• [Given problem] Copy out the records below again word for word, leaving out the pictures.

**********

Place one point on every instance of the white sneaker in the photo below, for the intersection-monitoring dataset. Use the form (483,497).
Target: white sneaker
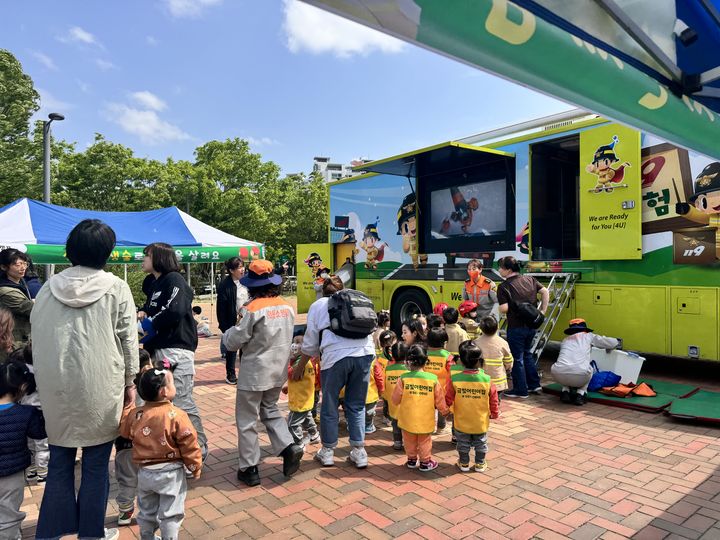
(326,456)
(111,534)
(358,456)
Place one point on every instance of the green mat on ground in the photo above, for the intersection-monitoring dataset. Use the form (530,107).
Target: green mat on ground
(702,405)
(645,404)
(670,388)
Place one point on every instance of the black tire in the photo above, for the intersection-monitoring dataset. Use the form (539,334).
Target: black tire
(407,303)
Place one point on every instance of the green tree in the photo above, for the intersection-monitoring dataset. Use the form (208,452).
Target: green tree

**********

• [Solution for this exercise]
Place one point on every instance of the white sneaker in the photo below, for the intersection-monitoring dataset. Use the form (483,497).
Target: white sneaker
(326,456)
(111,534)
(358,456)
Place one point on every instance of the green mat on ground in the photo above, for the intersection-monitoring dataset. Use the form (530,107).
Target: green mat on ground
(702,405)
(645,404)
(670,388)
Place one point on every instance of the black tire in the photo above, for the intersection-monitoring dataset. Use the form (539,334).
Target: black tire
(407,303)
Place one point on every instance of the green tree in the photo above, for the intersection-monitoring dataset. Use the form (208,452).
Target: green tree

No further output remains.